The case centered on a murder. Donald Fields Jr. stabbed his father to death and served six years in prison for the crime. He was in court three months after his release, to gauge how well he was doing.

Akiya arrived in the courtroom and found a remarkable scene: A convicted murderer and the victim’s relatives in court together speaking calmly, even warmly. At one point the victim’s brother took the stand to testify — on Fields’ behalf.  

“When I walked in, the whole vibe of the courtroom was very different than anything I had experienced prior,” Akiya says. “People were smiling and hugging each other.”

She was the only reporter in the room.

She broke the story, which was later covered by other outlets, including The Guardian. 

Along the way, Akiya also interned at the Los Angeles Times. But when she looks back on her journalism experience thus far, what stands out to her most is the personal attention and mentorship she has received at Duke.

“If I hadn’t discovered the DeWitt Wallace Center I had not probably would not have stumbled into journalism,” she says. “The main reason journalism was something I pursued was the one-on-one connection and support you get from professors and faculty here. I felt somebody cared about me and was invested in me.”

After graduation, Akiya will head north to spend the summer reporting for Newsday. While there, she plans to visit Manhattan for the first time, and she’s excited to experience a new city.

Then she heads home to report for the Las Vegas Review-Journal, covering crime and breaking news. She’s excited to experience her home city from that vantage point.

“I really love covering stories of people who don't get a voice very often,” Akiya says.


Reporter, the 9th Street Journal

Nicole Kagan


Nicole Kagan’s introduction to the DeWitt Wallace Center for Media & Democracy came when she visited Duke during her junior year of high school. She arranged to visit Bill Adair’s advanced journalism class — the class that created what is now The 9th Street Journal.

She arrived at the class location, Sanford 143, and stopped short.

Explore the material –
A) List every news publication named in the student profiles.
B) Carry the student profiles forward from their last sentence.

Data section –
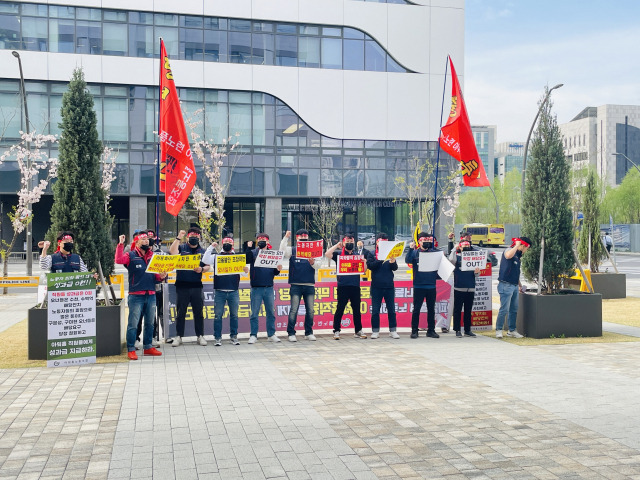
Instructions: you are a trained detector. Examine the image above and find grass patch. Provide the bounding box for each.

Answers to this exercise –
A) The Guardian, the Los Angeles Times, Newsday, the Las Vegas Review-Journal, The 9th Street Journal

B)
“I was very confused, I thought I had the wrong place,” Nicole recalls. “Because what I walked into was of course Bill’s office, and students are on the couch and eating snacks and talking about their ledes, all that stuff. I didn’t say a single word.”

“It was the coolest thing I’d ever seen.”

At Duke, Nicole joined the staff of The 9th Street Journal, writing stories ranging from an account of Elon Musk’s harassment of a Duke professor to a fly-on-the wall report on Mardi Gras, Bull City-style.

She also worked for all four years as one of Adair’s research assistants on his book “Beyond the Big Lie: The epidemic of political lying, why Republicans do it more, and how it could burn down our democracy,” due out in October from Simon & Schuster.

“Bill from the start was the most amazing mentor, instrumental to my journalism career in every way, at Duke and beyond,” Nicole says.

Woman holding front page of newspaper
Nicole holding the front page of the Boston Globe which features her story 

Nicole spent a summer interning for 9th Street before landing internships at the Los Angeles Times and the Boston Globe.

Her experience at the Globe confirmed her passion for journalism.

“I fell in love with journalism all over again,” she says. “Being in the room with a Pulitzer Prize-winner to my left and a fellow student to my right… I felt very immersed in the newsroom. It was an amazing experience.”

Nicole is still weighing her post-graduation possibilities, which range from a podcasting network to a print magazine.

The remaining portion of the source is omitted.